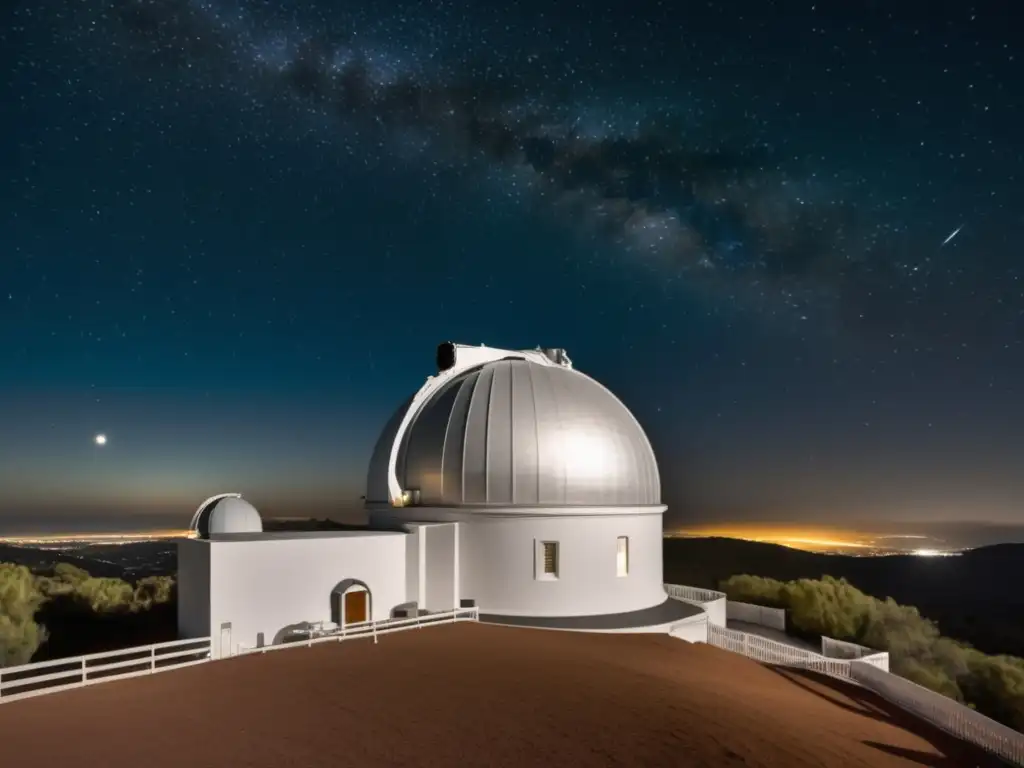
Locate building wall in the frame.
[460,510,667,616]
[177,539,210,639]
[202,534,406,655]
[419,522,460,611]
[406,525,427,608]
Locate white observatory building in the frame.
[178,343,706,655]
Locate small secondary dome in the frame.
[367,345,660,507]
[190,494,263,539]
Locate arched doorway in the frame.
[331,579,374,627]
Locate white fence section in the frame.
[708,625,853,680]
[708,625,1024,766]
[849,657,1024,765]
[236,607,480,656]
[0,637,210,703]
[725,600,782,630]
[821,635,878,658]
[663,584,728,627]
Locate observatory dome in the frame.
[367,350,660,507]
[191,494,263,539]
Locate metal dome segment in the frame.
[191,494,263,539]
[188,494,242,530]
[367,348,660,507]
[382,342,572,505]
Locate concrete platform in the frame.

■ WHAT YOU ARE ASKED TO DO:
Rewrite every line of the records above, keeping each line that asks to locate something unchanged and shifting every bounding box coordinate up by 25. Leave the pictures out.

■ OUTPUT BELOW:
Locate building wall in the frame.
[485,535,692,641]
[202,564,235,664]
[227,559,431,680]
[444,547,485,636]
[431,550,452,633]
Locate white observatory building in the frame.
[203,368,731,680]
Locate small secondary dome in the frame.
[392,370,685,532]
[215,519,288,564]
Locate arched doorway in the frame.
[356,604,399,652]
Locate white fence section in the frame.
[733,650,878,705]
[733,650,1049,791]
[874,682,1049,790]
[261,632,505,681]
[25,662,235,728]
[750,625,807,655]
[846,660,903,683]
[688,609,753,652]
Locate observatory dome in the frame.
[392,375,685,532]
[216,519,288,564]
Locate metal dome segment in the frame.
[216,519,288,564]
[213,519,267,555]
[392,373,685,532]
[407,367,597,530]
Locate concrete platform in the frame.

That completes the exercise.